### Task A
According to the passage on Ermesinda, how did Favila die, and in what year?
### Task B
List every alternative form of Ermesinda's name given in the passage on Ermesinda.
### Task C
Transcribe the passage on Ermesinda from "Ermesinda (c. 720" up to and including "his queen, Gaudiosa.".

### Passage shown
▽

Ermesinda (c. 720 or c. 730 – ?; alternatively Ormisenda, Ermisenda, Ermesinde, Ermessenda) was queen consort of the Kingdom of Asturias, wife of King Alfonso I of Asturias ("Alfonso the Catholic"), who claimed right to the throne through his marriage to her . She was the daughter of King Pelagius of Asturias and his queen, Gaudiosa.

== Life ==
The Latin-language Chronicon Albeldense states that Ermesinda was daughter of Pelagius, the first king of Asturias, and his queen, Gaudiosa, and that her brother was Favila, the second king of Asturias. Ermesinda passed her claim on the throne to her husband Alfonso, son of Duke Peter of Cantabria. Alfonso and Ermesinda became king and queen after Favila was mauled to death by a bear in 739.

△

### Entries shown
▽

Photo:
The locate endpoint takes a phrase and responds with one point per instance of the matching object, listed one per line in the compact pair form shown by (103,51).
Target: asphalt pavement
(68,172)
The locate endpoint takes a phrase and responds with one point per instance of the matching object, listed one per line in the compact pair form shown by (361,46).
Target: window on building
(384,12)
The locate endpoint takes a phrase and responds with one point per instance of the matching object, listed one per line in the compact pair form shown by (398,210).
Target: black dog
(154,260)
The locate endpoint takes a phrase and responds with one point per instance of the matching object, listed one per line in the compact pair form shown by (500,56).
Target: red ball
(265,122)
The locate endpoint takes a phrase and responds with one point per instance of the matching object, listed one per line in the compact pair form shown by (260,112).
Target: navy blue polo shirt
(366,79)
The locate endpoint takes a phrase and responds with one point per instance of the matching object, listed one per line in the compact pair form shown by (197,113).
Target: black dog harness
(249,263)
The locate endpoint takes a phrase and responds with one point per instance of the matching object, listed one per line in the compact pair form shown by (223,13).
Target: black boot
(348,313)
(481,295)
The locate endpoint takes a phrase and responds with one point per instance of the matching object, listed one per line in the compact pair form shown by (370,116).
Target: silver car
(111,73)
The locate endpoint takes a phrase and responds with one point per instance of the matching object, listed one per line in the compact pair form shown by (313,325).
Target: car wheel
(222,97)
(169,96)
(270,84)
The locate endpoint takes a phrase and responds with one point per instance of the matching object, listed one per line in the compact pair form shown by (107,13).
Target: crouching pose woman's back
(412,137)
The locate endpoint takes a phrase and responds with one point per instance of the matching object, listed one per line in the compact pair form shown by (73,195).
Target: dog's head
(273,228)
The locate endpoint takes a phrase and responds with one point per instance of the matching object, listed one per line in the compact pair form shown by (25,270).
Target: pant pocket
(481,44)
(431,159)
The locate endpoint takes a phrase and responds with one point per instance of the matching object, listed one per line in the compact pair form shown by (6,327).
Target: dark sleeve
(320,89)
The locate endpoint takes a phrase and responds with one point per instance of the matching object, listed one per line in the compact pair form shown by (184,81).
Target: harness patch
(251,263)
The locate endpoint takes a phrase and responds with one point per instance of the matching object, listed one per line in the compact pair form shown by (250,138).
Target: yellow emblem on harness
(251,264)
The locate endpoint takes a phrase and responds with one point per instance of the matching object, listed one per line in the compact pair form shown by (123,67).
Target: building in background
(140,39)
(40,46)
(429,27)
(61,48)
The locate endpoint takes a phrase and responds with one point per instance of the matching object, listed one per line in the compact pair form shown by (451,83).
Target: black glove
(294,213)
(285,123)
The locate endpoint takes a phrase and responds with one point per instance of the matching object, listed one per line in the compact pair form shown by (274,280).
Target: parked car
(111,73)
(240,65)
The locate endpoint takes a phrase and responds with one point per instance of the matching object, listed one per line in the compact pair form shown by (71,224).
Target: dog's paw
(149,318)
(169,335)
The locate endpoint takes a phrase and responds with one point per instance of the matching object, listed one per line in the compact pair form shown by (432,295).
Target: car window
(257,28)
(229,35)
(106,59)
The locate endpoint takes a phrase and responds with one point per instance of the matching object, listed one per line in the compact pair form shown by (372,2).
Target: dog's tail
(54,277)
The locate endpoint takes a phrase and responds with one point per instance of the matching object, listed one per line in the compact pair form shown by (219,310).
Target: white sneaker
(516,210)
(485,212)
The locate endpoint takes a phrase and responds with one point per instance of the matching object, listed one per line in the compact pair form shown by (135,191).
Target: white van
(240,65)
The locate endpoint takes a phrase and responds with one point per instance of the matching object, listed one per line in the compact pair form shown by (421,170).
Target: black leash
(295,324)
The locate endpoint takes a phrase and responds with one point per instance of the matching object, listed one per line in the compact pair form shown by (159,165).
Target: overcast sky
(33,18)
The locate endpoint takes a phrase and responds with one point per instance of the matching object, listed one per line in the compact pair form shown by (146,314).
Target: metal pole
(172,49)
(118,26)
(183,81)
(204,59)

△

### Answer space A
He was mauled to death by a bear in 739.

### Answer space B
Ormisenda, Ermisenda, Ermesinde, Ermessenda

### Answer space C
Ermesinda (c. 720 or c. 730 – ?; alternatively Ormisenda, Ermisenda, Ermesinde, Ermessenda) was queen consort of the Kingdom of Asturias, wife of King Alfonso I of Asturias ("Alfonso the Catholic"), who claimed right to the throne through his marriage to her . She was the daughter of King Pelagius of Asturias and his queen, Gaudiosa.